Start of Given text

There's a Chinese proverb you've probably already heard around the traps: "The best time to plant a tree was twenty years ago. The second-best time is now".
The same could be said of real estate investment, except I'd add one caveat: "The second-best time to invest in real estate is when you can afford it."
You might be keeping an eye on whether property values are on the rise or ready to fall before you pull the rip cord. Or maybe you're trying to decide if mortgage rates are going to climb back up before you search for an investment property. And these are most definitely important metrics to keep in mind when trying to determine the right time to invest.
But, ultimately, trying to decide when the market is perfect is a zero-sum game. These things are almost impossible to predict.
It's also problematic if you believe that investing in property is going to make you money because it always has in the past.
In fact, the latter is a common rookie investor mistake-one that as many as 56% of Australian investors are making when selecting a property for investment, according to a recent ME Bank survey.
When asked by ME Bank what made them confident that their property investment would make them money, the majority of the 1500 respondents said it was because Australian house prices have always gone up in the past.
This attitude breaks the golden rule of investing - one should never use past performance as a guide for future success.

End of Given text

**Required action**
According to the real estate investment text, how many respondents did the ME Bank survey have?

Start of Provided material

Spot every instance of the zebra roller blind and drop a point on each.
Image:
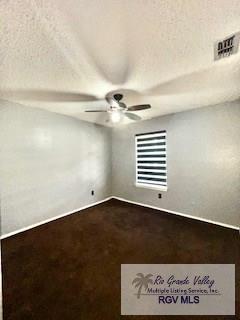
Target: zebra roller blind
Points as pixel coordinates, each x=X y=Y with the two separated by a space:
x=151 y=159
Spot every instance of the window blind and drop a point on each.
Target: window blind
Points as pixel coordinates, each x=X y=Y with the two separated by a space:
x=151 y=159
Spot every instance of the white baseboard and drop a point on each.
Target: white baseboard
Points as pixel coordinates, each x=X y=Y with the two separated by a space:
x=121 y=199
x=179 y=214
x=52 y=219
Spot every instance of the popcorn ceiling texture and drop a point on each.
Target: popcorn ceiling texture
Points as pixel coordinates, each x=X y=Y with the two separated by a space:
x=159 y=52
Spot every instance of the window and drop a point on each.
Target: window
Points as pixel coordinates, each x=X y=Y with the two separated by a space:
x=151 y=160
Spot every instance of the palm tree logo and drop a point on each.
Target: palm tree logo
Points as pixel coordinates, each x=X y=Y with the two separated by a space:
x=142 y=281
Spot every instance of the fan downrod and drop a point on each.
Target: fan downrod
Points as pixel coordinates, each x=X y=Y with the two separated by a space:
x=118 y=96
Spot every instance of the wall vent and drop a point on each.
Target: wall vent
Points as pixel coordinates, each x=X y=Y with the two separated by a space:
x=227 y=46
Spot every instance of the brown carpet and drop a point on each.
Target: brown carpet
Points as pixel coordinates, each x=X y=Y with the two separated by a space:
x=69 y=269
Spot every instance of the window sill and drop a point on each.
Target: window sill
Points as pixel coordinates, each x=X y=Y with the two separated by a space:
x=159 y=188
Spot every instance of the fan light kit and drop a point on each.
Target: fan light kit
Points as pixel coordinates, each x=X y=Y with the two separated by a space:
x=118 y=109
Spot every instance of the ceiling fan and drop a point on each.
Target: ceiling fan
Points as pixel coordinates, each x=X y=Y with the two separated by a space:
x=118 y=109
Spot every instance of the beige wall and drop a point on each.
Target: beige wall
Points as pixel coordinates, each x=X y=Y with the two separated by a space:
x=203 y=152
x=49 y=164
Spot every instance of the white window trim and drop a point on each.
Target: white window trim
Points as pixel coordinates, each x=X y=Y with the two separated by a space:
x=143 y=185
x=149 y=186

End of Provided material

**Response to this exercise**
1500